* **Task to complete**
How many lines in the records below contain "instance"? Reply with the number only.

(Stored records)
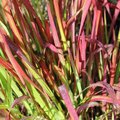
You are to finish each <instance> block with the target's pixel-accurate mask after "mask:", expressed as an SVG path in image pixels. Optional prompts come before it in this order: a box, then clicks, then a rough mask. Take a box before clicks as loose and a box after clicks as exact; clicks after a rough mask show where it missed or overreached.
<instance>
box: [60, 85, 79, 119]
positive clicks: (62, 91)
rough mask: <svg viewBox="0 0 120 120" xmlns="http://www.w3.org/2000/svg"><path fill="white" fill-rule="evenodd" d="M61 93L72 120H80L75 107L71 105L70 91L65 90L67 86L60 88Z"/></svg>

* **Expected answer**
2